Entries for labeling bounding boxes

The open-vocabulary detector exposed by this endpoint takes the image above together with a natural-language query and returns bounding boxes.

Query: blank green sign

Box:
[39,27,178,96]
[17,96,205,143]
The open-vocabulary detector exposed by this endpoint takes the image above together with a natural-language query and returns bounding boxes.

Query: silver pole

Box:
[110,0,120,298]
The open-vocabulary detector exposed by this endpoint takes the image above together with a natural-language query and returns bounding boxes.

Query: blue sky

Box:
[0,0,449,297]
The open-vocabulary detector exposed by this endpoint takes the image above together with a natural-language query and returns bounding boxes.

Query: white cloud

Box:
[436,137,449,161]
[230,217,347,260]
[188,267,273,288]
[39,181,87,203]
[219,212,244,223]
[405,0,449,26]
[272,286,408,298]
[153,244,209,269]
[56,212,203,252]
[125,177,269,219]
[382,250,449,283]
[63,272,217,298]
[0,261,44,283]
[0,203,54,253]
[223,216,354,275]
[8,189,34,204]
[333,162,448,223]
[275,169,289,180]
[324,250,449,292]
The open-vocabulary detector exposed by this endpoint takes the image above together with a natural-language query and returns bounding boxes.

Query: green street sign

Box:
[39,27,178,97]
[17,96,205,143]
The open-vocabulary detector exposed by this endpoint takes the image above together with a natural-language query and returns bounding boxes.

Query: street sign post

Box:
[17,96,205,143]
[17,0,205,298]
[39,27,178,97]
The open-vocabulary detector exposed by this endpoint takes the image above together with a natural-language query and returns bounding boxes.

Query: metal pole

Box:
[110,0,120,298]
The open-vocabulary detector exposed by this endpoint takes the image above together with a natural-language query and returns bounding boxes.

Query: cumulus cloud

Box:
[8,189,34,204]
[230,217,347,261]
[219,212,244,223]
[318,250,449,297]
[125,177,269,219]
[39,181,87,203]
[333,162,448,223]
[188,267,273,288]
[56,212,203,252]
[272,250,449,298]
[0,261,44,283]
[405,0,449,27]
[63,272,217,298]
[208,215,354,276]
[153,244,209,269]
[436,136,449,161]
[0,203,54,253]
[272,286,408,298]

==

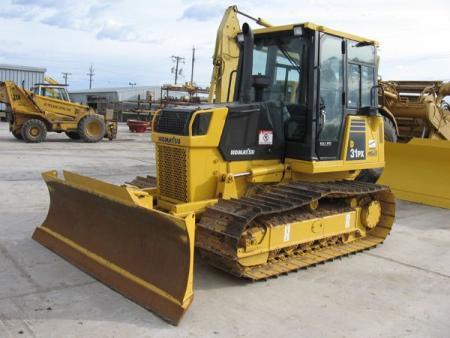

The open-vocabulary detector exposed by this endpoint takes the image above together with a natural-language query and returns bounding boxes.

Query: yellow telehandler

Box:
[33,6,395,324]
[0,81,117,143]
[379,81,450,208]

---

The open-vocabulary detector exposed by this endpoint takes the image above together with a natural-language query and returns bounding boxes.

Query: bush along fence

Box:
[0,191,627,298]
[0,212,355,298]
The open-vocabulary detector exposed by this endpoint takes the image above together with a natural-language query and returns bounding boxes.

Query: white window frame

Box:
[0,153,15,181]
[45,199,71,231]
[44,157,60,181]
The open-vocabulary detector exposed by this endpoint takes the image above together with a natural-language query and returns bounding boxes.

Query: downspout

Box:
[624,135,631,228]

# Problem
Find each line in the records above that contains the string "street", matching case exactly, and copy every such line.

# Answer below
Query: green street sign
Query: street sign post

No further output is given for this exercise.